PAGE EXCERPT:
# # #

Action on the determinants occurs both within the health sector and outside it, through local networks and national advocacy coalitions. The Ministry of Health (2002g) commissioned a reducing inequalities framework to advance work on the determinants of health, which identifies several key sites for interventions. These include i) structural approaches to tackling the root causes of health inequities; ii) intermediary pathways focussing on targeting material, psychosocial and behavioural factors that mediate the impact of structural factors and iii) interventions within health and disability services to minimise the impact of disability and illness. A substantive review undertaken by the NACHD (1998, p.

61) of ninety-eight publications into interventions to reduce health inequalities found structural measures to be most effective.

One of the emerging tools of the determinants tradition is also the use of social and health impact assessment tools (see Ministry of Health, 2007e; Public Health Advisory Committee, 2005). Health impact assessment “...is a combination of procedures, methods and tools by which a policy may be assessed and judged for its health effects across a population” (World Health Organization, 1999, p. 4).

This process of critical review identifies both potential intended and unintended impacts of policies, plans and regulation and the distribution of those impacts on communities. It can be used at project level to decide about a new skate park or at a strategic policy level about public transport policy. It can be used by policy-makers and affected communities together or separately to provide evidence to inform policy development, implementation and/or evaluation.

In summary, generic approaches to public health have been shaped and adapted to changing political environments and to new evidence about what influences health status. Early emphasis was placed on using legislation to address poor water, sanitation and housing, to tracking disease patterns through epidemiology, to medical break-throughs enabling health screening and immunisation. The 1970s brought emphasis on healthy lifestyles and behavioural models. New insights about the impact of social and physical environments on health lead to interventions addressing psychosocial risk factors and emphasis on the importance of equity, community engagement and empowerment. Emerging determinants approaches highlight the role of healthy public policy and multi sector collaboration to achieving health gain.

# # #

DATA PROVIDED:
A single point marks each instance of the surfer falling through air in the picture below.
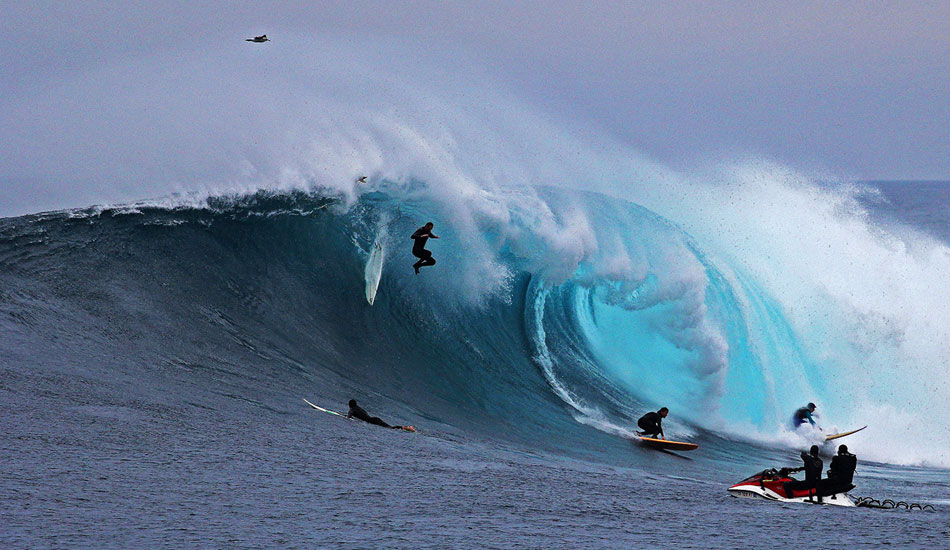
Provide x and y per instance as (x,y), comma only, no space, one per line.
(419,246)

# # #

PROBLEM DESCRIPTION: In the page excerpt on public health approaches, what did the 1970s bring emphasis on?

COMPLETED TASK: Healthy lifestyles and behavioral models.